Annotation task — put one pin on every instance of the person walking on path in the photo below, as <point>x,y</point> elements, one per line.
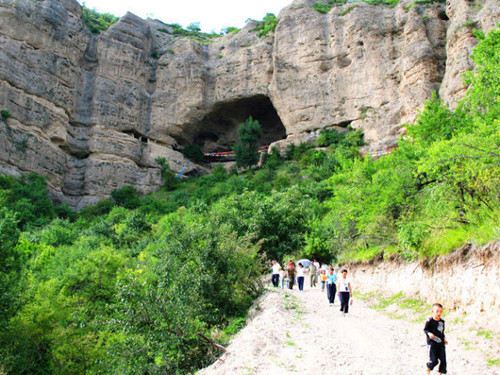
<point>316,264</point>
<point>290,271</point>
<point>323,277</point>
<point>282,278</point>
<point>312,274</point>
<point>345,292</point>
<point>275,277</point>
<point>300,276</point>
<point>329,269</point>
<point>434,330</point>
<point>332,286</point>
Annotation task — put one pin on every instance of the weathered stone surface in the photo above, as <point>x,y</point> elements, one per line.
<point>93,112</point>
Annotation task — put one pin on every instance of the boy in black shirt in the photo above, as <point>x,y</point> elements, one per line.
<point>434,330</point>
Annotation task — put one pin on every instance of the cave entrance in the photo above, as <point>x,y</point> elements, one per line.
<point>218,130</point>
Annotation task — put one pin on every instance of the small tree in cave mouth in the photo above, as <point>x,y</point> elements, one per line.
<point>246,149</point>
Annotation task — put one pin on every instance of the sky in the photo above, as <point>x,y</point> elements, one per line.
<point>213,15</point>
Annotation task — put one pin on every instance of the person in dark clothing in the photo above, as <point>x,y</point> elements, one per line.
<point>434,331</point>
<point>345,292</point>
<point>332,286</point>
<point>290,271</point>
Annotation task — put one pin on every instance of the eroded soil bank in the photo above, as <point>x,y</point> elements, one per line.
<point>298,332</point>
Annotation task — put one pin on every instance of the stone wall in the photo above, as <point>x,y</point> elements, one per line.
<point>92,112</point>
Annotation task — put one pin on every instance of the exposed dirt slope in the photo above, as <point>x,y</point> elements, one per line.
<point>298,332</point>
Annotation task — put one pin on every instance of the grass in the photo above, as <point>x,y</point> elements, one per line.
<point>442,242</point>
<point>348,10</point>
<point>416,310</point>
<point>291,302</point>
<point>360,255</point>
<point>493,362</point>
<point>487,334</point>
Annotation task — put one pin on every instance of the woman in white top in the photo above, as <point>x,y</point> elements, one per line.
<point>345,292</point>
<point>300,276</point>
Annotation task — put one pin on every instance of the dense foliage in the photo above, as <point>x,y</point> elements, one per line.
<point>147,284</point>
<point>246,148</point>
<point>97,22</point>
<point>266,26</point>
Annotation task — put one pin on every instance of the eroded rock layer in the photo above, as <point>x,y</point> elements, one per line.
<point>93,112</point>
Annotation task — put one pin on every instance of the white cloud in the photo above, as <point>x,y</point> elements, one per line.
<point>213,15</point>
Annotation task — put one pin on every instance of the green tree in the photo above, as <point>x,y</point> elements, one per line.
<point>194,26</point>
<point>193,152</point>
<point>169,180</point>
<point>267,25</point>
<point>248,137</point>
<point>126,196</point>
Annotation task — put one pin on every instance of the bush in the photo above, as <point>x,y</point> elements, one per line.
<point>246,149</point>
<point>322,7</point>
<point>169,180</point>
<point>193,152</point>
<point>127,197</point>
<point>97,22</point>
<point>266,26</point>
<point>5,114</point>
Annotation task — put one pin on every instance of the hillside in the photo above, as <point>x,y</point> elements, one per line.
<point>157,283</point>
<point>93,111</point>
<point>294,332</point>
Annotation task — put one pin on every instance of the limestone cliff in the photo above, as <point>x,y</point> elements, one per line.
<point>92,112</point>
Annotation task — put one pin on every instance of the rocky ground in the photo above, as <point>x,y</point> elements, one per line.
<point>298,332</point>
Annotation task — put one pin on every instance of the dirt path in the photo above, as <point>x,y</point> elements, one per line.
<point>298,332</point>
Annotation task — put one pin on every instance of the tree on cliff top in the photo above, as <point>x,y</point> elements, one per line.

*WHAT IS NEEDED*: Line by line, return the listing above exactly, dropping every picture.

*WRITTEN ANSWER*:
Annotation task — put one pin on every instance of the person walking on path in the photo below, as <point>x,y</point> elements, one per line.
<point>316,264</point>
<point>290,271</point>
<point>323,277</point>
<point>282,278</point>
<point>312,274</point>
<point>345,292</point>
<point>275,277</point>
<point>300,276</point>
<point>329,269</point>
<point>434,330</point>
<point>332,286</point>
Annotation task — put one pin on every instance of the weathered stone surface in the photo above, as <point>x,y</point> elements, one per line.
<point>93,112</point>
Annotation task — put one pin on every instance of the boy in black shirt in the photo above, as <point>x,y</point> elements, one per line.
<point>434,330</point>
Annotation task — put one pin on every instance of the cave entrance in the photo above, as <point>x,y</point> elements, one per line.
<point>218,130</point>
Annotation task — put one pin on every instance of the small tree in cave mouth in the photo above, as <point>x,y</point> elements, one per line.
<point>246,149</point>
Annotation task — put one pin on every instance of the sky in the photo above, as <point>x,y</point> elements, one per line.
<point>213,15</point>
Annotation task — put one pin on every instance of the person in dark clothing in the photo above, as <point>x,y</point> elements, one per line.
<point>434,331</point>
<point>345,292</point>
<point>332,286</point>
<point>290,271</point>
Annotation task — put one pin on every instance of the eroded soil bank in the photo above, as <point>x,y</point> elements, one per line.
<point>298,332</point>
Annotation task — put one pin on every instance of the stone wall in the photo above, as <point>x,y</point> elements, one per line.
<point>92,112</point>
Annotation task — put one pin on every instance of the exposed dirt slope in the photo above, as <point>x,y</point> elements, one per line.
<point>298,332</point>
Annotation task — put one pin on every instance of the grass in the photo above, as <point>x,y</point> elements, one per line.
<point>442,242</point>
<point>348,10</point>
<point>416,310</point>
<point>291,302</point>
<point>360,255</point>
<point>493,362</point>
<point>487,334</point>
Annotation task — put one pin on every instance of the woman in white top in the photo above, as <point>x,y</point> elements, one per line.
<point>345,292</point>
<point>300,276</point>
Annotation task — put one pin on every instance of the dense foliage in the photo above, as <point>x,y</point> elements, one per line.
<point>147,284</point>
<point>246,148</point>
<point>97,22</point>
<point>266,26</point>
Annotation task — put one pin on every instance of the eroded rock layer in the photo above, as <point>x,y</point> elements, one per line.
<point>93,112</point>
Annotation task — put one pin on every instance of the white cloud in the photo above, as <point>x,y</point> elements, one per line.
<point>213,15</point>
Annotation task — put one pin on every instance of the green tree in the photo above, as <point>x,y</point> elements, one per line.
<point>194,26</point>
<point>193,152</point>
<point>169,180</point>
<point>267,25</point>
<point>248,137</point>
<point>126,196</point>
Annotation task — put one pin on every instance of the bush in the photo above, as <point>x,y</point> elements, one per line.
<point>246,149</point>
<point>322,7</point>
<point>169,180</point>
<point>193,152</point>
<point>127,197</point>
<point>97,22</point>
<point>266,26</point>
<point>5,114</point>
Annotation task — put one pin on every instance of the hillside in the photo above, as <point>x,y</point> elements, one per line.
<point>157,283</point>
<point>93,111</point>
<point>294,332</point>
Annotation task — put one pin on every instance of the limestone cliff in the photo above, as <point>x,y</point> elements, one per line.
<point>92,112</point>
Annotation task — put one pin on every instance of the rocky ground in the photo above, as <point>x,y</point> elements, one per line.
<point>298,332</point>
Annotation task — put one pin on every instance of the dirt path in the photo above, as <point>x,y</point> elements, one per line.
<point>298,332</point>
Annotation task — put one pin on every instance of the tree on cliff top in the photo above, as <point>x,y</point> elements, one per line.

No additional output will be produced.